* Written request *
Could you recast the records below as a JSON list of strings, one string per line with blank lines left out, covering only the part that starts with the line containing "Would you be able to point out the man" and runs through the end of the records, with that first line included?

Image point annotation entries
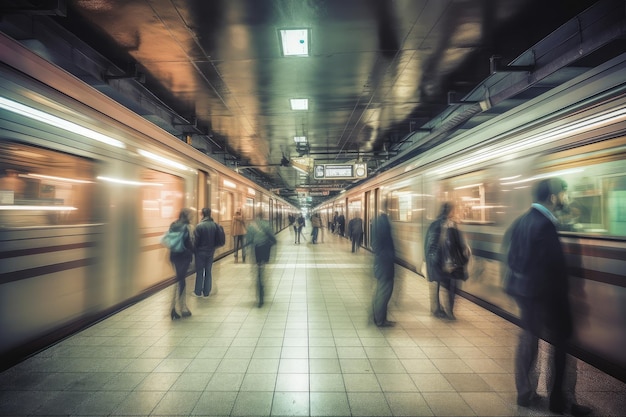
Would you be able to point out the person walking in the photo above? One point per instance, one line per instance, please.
(205, 237)
(446, 256)
(181, 259)
(538, 281)
(298, 226)
(384, 258)
(261, 238)
(355, 232)
(316, 224)
(238, 231)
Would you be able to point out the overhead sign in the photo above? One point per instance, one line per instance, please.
(339, 171)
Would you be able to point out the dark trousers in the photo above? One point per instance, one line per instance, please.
(384, 272)
(181, 262)
(204, 278)
(262, 255)
(357, 238)
(532, 318)
(239, 243)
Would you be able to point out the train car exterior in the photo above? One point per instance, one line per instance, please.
(576, 132)
(87, 189)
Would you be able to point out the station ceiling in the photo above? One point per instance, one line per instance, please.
(384, 79)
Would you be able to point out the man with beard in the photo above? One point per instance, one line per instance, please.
(538, 280)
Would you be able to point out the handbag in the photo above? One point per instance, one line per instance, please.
(174, 240)
(454, 256)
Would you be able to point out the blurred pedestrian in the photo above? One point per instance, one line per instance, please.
(260, 237)
(341, 224)
(181, 259)
(238, 231)
(446, 255)
(316, 224)
(384, 258)
(298, 226)
(205, 239)
(537, 279)
(355, 232)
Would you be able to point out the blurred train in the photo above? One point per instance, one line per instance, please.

* Solution below *
[
  "Would you be able to point out the man with beard in the photo above? One point per instance, one line per instance, please.",
  "(538, 280)",
  "Would you be able to point out the handbag in the photo above? One point per instance, one line per instance, please.",
  "(174, 240)",
  "(454, 256)",
  "Would you be able to point out the blurred pedestrian in the photo above? One point per instance, one line per instance, please.",
  "(260, 237)",
  "(341, 224)",
  "(181, 259)",
  "(238, 231)",
  "(446, 255)",
  "(316, 224)",
  "(384, 258)",
  "(298, 226)",
  "(205, 239)",
  "(537, 279)",
  "(355, 232)",
  "Would you be able to point out the blurred train in the photo above? One point per instance, one line per instance, please."
]